§ WORK INSTRUCTIONS
Using the data beneath this instruction, retype only the lines from the one that contains "box: [295, 973, 344, 1045]" down to the one that contains "box: [112, 664, 477, 1051]", both included, exactly as they appear.

^^^^^^^^

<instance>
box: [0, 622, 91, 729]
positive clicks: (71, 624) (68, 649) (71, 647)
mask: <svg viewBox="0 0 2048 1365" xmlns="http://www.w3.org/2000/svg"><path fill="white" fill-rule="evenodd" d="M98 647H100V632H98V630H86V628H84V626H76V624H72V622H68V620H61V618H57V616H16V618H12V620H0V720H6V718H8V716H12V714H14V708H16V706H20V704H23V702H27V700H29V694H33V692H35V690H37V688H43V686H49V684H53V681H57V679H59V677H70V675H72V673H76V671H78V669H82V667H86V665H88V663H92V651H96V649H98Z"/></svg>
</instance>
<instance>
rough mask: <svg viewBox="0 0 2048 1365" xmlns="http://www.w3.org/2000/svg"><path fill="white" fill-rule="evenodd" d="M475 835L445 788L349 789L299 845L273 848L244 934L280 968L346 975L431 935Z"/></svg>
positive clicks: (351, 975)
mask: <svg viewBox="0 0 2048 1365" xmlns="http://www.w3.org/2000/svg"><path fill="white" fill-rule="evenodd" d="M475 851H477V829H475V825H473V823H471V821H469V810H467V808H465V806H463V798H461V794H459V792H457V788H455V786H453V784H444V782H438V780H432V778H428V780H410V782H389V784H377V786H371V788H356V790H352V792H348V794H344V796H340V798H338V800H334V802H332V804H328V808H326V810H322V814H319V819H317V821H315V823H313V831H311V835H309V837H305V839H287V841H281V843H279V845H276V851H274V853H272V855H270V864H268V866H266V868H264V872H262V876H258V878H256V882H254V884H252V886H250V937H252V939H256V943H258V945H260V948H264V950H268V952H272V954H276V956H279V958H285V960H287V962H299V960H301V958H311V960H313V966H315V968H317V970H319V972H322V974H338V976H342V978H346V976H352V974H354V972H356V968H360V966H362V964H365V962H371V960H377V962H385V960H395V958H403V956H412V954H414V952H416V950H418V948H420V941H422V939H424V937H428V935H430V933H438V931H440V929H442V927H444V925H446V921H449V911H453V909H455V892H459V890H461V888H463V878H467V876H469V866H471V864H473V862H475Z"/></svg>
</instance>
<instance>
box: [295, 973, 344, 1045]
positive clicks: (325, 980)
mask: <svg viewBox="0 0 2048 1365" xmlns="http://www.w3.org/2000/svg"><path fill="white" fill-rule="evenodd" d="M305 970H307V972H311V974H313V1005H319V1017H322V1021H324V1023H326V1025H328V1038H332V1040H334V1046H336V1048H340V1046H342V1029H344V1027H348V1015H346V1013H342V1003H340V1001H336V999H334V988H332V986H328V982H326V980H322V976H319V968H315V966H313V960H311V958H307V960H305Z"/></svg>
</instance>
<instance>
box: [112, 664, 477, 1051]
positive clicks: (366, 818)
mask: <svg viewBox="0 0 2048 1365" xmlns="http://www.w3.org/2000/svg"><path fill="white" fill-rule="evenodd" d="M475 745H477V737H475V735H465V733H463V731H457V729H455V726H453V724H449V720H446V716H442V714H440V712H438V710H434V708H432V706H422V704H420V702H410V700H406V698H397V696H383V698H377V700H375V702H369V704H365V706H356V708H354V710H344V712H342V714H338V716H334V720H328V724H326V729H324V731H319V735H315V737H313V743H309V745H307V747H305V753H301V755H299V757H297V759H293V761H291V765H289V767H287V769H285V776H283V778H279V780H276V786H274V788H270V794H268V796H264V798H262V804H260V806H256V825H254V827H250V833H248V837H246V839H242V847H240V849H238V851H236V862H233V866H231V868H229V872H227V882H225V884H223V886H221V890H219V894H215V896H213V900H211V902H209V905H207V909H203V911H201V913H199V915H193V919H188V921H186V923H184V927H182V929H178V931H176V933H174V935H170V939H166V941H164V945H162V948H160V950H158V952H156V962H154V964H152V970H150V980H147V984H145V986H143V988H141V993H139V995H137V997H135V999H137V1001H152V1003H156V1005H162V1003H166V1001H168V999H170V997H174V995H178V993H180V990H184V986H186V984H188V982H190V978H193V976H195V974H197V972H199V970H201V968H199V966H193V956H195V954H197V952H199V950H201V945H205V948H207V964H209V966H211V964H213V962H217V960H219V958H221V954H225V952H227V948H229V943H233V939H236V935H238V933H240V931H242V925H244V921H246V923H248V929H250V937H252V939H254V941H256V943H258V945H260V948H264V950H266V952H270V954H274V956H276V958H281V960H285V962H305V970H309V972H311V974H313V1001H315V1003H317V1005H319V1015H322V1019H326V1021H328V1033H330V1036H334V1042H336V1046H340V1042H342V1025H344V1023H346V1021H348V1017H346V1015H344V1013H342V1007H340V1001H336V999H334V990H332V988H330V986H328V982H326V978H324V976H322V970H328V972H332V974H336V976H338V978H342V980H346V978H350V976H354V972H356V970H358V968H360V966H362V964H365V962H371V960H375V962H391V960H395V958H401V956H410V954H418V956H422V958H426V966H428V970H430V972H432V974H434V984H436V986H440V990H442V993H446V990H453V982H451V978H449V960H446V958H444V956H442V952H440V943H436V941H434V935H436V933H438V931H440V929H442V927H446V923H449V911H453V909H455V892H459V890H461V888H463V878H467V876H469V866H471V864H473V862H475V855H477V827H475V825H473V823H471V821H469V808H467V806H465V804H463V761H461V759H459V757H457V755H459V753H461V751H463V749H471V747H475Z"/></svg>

^^^^^^^^

§ TASK OUTPUT
box: [295, 973, 344, 1045]
positive clicks: (325, 980)
mask: <svg viewBox="0 0 2048 1365" xmlns="http://www.w3.org/2000/svg"><path fill="white" fill-rule="evenodd" d="M305 970H307V972H311V974H313V1005H319V1017H322V1021H324V1023H326V1025H328V1038H332V1040H334V1046H336V1048H340V1046H342V1029H344V1027H348V1015H346V1013H342V1003H340V1001H336V999H334V988H332V986H328V982H326V980H322V976H319V968H315V966H313V960H311V958H307V960H305Z"/></svg>
</instance>
<instance>
box: [112, 664, 477, 1051]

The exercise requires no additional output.